Exercise 1:
Translate the sentence "Having a complementary changeup is very helpful." from the article on Carlos Carrasco's changeup into Spanish.
Exercise 2:
Print the stretch of the article on Carlos Carrasco's changeup from "Obviously starters need" through "weird for hitters.", unchanged.

Quoted text:
The Indians righty throws a changeup sometimes. Is it a good idea? Maybe. Maybe not. Who knows.

MLB: Cleveland Indians at Detroit Tigers Rick Osentoski-USA TODAY Sports

Carlos Carrasco has a pretty strong repertoire of pitches. His mid-90’s fastball is routinely impressive, hes been throwing a slider more and more the last couple years that has generated a swinging strike 26.5 percent of the time last year and 23.1 percent this year, the best rate of any of his pitches. His curve is pretty good too.

He also has a changeup.

It’s not really an overly impressive pitch, nothing writers rave over in its movement or spin rate or anything like that. By Baseball Savant, it’s dropped an average of 1.63 feet the last two years, the 239th most of those who threw at least 100 of them over that span. The 1493 RPM spin rate is the 35th lowest in baseball since 2017. Lower spin rates help a pitch drop more, which is good. When paired with his fastball (2268 RPM) it makes for a nice horizontal dance partner:

And it creates a lot of separation on the vertical side of things:

All of that seems like a great thing. Fastballs get used a lot generally. Having a complementary changeup is very helpful. Carrasco has moved away from the fastball the last couple years, though, just like everyone else on the Indians, adding more sliders and curves — especially the slider — and using breaking pitches as almost primary tools.

Check it out:

That 2016 was a weird little inflection point. In general what he’s doing flies in the face of what traditional baseball wisdom suggests, but as hitters hunt fastballs for home runs more and more, it only makes sense. But it also raises the question — what’s that mean for the changeup?

Carrasco never really featured his at any point in his career, and the 13.6 percent rate he’s tossed it this year is his lowest rate since 2014. It could simply be that he doesn’t trust it, but even if he did, you do need the fastball to change up on. If he’s only throwing the four-seam like a third of the time, what’s the point of a merely decent change? It does induce a swinging strike 21 percent of the time, but batters are also posting a 156 wRC+ against it. He’s thrown 104 of them so far this year, about a quarter of what he usually throws. A couple dozen more without hits will crater that wRC+, so it’s not much to get worked up over.

Obviously starters need to throw more than two pitches. Maybe Randy Johnson or Chris Sale could get away with it for stretches of their career, but Carrasco is not that kind of pitcher. It just seems like, if he’s really pulling back on the fastball, it makes no sense to throw it at all, ever. I wrote in the spring about how his throwing more sliders is a good thing, but there’s ripple effects to the decisions he’s made in his approach. He can’t replace it with a slider, eventually there’s a breaking point. Maybe more curves though? They’re slow, and really weird for hitters.

He only uses it as a tertiary or whatever fourth is for smart people pitch, so how much or littler we see it is probably nothing to get worked up over. And it’s been good in the past. It’s not really bad now, just small sample size has given hitters the look of crushing the change. It’s there though, and Carrasco will keep throwing it if he throws fastballs. If that stops happening, that’s a real problem. It’s certainly a pitch he throws though.

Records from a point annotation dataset
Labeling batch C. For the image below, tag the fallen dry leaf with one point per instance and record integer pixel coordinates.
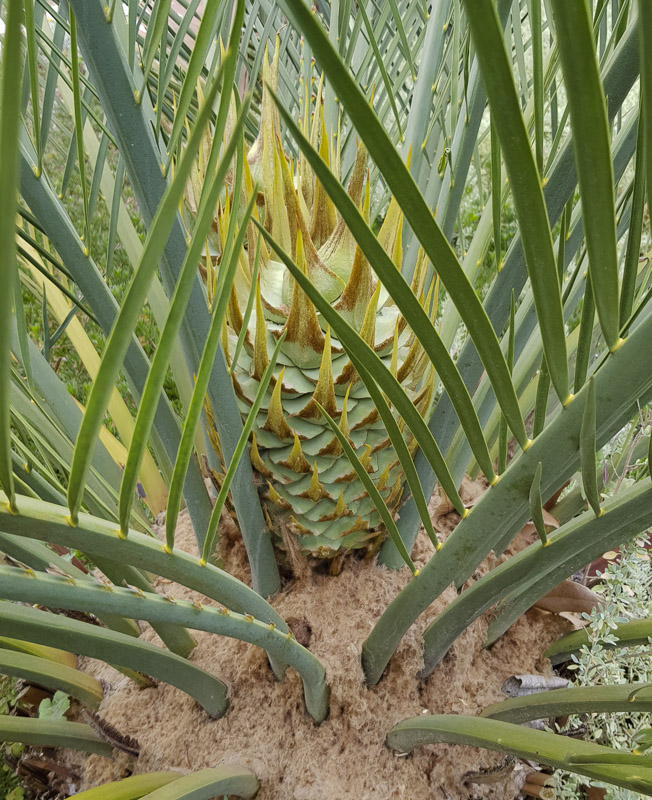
(569, 596)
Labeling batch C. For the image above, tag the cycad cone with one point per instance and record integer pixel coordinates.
(310, 487)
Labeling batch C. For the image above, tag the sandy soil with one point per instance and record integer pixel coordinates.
(267, 728)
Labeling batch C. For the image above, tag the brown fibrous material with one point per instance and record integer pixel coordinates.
(267, 728)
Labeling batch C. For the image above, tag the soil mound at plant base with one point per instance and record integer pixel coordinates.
(344, 758)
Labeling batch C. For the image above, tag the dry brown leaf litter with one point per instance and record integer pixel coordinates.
(267, 728)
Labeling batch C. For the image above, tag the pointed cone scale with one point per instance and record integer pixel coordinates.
(275, 422)
(340, 510)
(274, 497)
(338, 252)
(324, 393)
(256, 461)
(304, 340)
(324, 279)
(367, 333)
(315, 491)
(359, 289)
(261, 357)
(323, 217)
(296, 460)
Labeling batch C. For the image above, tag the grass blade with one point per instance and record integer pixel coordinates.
(178, 307)
(53, 733)
(77, 684)
(123, 327)
(402, 295)
(578, 700)
(12, 70)
(587, 452)
(372, 491)
(525, 184)
(630, 269)
(193, 414)
(227, 779)
(360, 352)
(209, 542)
(132, 788)
(52, 630)
(592, 146)
(89, 595)
(541, 746)
(417, 213)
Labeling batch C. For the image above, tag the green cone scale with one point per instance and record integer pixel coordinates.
(304, 475)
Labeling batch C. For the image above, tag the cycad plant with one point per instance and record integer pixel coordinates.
(334, 334)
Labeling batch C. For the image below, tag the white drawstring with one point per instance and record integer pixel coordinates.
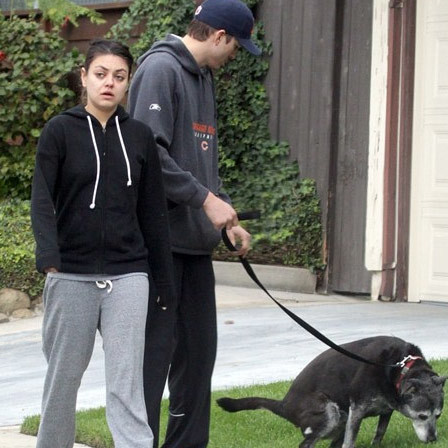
(92, 205)
(128, 167)
(102, 284)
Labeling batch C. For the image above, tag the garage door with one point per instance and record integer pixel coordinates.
(428, 270)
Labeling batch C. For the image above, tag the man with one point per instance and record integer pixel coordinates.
(173, 92)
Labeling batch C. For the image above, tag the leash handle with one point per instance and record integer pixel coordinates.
(252, 214)
(305, 325)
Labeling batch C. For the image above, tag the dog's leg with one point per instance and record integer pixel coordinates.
(355, 415)
(309, 442)
(337, 443)
(383, 423)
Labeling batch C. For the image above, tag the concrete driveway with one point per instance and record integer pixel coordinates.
(258, 343)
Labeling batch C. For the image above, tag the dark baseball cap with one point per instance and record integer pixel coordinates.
(233, 16)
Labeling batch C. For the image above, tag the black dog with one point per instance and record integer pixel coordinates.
(331, 396)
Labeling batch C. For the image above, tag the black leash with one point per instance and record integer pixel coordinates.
(317, 334)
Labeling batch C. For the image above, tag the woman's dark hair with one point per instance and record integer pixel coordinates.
(99, 47)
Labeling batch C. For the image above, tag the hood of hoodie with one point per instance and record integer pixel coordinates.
(79, 111)
(174, 45)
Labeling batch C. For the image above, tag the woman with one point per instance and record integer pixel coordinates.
(100, 224)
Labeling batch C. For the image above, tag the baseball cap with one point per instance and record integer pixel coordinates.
(233, 16)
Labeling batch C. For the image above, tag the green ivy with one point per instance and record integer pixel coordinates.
(17, 264)
(255, 170)
(34, 68)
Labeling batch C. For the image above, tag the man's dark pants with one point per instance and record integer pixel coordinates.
(184, 336)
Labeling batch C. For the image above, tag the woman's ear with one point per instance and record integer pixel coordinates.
(83, 76)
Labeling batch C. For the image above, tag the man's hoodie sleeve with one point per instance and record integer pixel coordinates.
(43, 216)
(153, 219)
(152, 100)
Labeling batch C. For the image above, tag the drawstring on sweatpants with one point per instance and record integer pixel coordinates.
(102, 284)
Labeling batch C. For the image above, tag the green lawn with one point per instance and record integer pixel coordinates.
(259, 429)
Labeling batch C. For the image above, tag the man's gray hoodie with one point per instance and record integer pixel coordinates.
(176, 98)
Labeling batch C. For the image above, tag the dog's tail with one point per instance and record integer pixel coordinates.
(252, 403)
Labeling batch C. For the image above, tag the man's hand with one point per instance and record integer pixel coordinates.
(239, 235)
(221, 214)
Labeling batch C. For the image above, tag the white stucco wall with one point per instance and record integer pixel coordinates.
(377, 138)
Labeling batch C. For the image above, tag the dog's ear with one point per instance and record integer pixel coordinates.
(439, 380)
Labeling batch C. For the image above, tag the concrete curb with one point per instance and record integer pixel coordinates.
(279, 278)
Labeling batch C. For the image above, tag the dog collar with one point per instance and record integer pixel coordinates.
(405, 365)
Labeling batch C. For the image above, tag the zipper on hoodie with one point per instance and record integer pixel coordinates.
(103, 217)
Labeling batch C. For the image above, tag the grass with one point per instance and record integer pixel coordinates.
(258, 429)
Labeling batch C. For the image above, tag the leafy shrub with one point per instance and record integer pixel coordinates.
(34, 68)
(254, 169)
(17, 266)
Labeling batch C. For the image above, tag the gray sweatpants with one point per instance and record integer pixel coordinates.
(75, 307)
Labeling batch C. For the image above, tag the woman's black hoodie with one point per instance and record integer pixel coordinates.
(98, 204)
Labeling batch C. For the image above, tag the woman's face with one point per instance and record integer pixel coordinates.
(106, 82)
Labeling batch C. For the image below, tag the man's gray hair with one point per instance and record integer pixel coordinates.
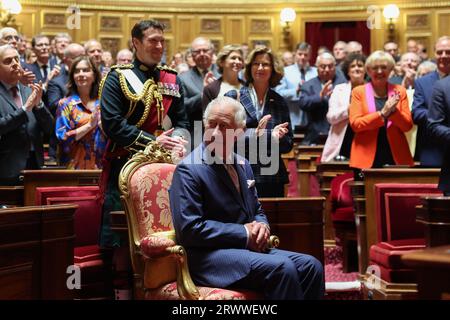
(238, 108)
(7, 30)
(326, 56)
(5, 47)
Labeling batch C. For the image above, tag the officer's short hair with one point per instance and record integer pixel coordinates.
(139, 28)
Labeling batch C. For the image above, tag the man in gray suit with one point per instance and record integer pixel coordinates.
(23, 120)
(194, 80)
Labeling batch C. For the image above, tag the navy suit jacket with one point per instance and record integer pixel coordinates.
(277, 107)
(57, 90)
(439, 126)
(427, 151)
(18, 131)
(316, 108)
(209, 215)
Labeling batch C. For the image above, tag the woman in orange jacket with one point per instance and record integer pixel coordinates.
(379, 115)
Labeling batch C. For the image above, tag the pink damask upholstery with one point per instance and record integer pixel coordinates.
(150, 197)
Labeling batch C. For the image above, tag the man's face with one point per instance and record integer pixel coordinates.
(302, 57)
(124, 58)
(95, 51)
(42, 49)
(10, 70)
(391, 48)
(202, 54)
(10, 37)
(74, 53)
(326, 69)
(411, 46)
(220, 130)
(442, 53)
(339, 51)
(150, 49)
(61, 45)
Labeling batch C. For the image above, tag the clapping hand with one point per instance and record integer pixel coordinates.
(262, 124)
(258, 236)
(35, 97)
(280, 130)
(326, 90)
(391, 105)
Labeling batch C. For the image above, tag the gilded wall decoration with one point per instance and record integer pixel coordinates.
(417, 21)
(108, 23)
(260, 26)
(211, 25)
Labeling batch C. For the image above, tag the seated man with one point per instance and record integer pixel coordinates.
(219, 220)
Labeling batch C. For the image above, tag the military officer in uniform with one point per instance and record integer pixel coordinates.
(140, 102)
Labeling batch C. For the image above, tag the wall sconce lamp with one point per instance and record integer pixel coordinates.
(287, 16)
(8, 9)
(391, 13)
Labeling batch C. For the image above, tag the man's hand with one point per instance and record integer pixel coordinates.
(27, 77)
(209, 78)
(280, 130)
(175, 144)
(258, 236)
(326, 90)
(391, 105)
(35, 97)
(262, 124)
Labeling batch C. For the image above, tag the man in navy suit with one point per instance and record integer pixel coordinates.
(57, 87)
(429, 152)
(194, 80)
(23, 120)
(219, 220)
(439, 127)
(314, 96)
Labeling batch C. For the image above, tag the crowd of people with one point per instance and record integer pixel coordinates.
(95, 112)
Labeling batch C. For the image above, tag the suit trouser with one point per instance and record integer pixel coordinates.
(284, 275)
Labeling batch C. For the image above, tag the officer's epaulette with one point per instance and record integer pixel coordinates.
(166, 68)
(122, 66)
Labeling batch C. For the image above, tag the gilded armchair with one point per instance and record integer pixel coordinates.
(160, 266)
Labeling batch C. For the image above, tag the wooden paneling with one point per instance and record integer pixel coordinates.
(36, 247)
(50, 178)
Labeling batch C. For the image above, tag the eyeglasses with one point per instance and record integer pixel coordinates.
(265, 65)
(9, 38)
(198, 51)
(40, 45)
(325, 66)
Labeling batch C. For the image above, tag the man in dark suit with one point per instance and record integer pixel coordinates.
(439, 127)
(57, 87)
(429, 152)
(23, 120)
(314, 96)
(194, 80)
(219, 220)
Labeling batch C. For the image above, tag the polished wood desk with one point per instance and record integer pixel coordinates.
(36, 247)
(432, 267)
(326, 171)
(50, 178)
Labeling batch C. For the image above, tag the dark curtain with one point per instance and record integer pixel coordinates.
(328, 33)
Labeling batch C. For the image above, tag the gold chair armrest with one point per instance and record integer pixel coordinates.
(273, 242)
(185, 286)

Full response 1:
Tener un cambio de velocidad complementario es muy útil.

Full response 2:
Obviously starters need to throw more than two pitches. Maybe Randy Johnson or Chris Sale could get away with it for stretches of their career, but Carrasco is not that kind of pitcher. It just seems like, if he’s really pulling back on the fastball, it makes no sense to throw it at all, ever. I wrote in the spring about how his throwing more sliders is a good thing, but there’s ripple effects to the decisions he’s made in his approach. He can’t replace it with a slider, eventually there’s a breaking point. Maybe more curves though? They’re slow, and really weird for hitters.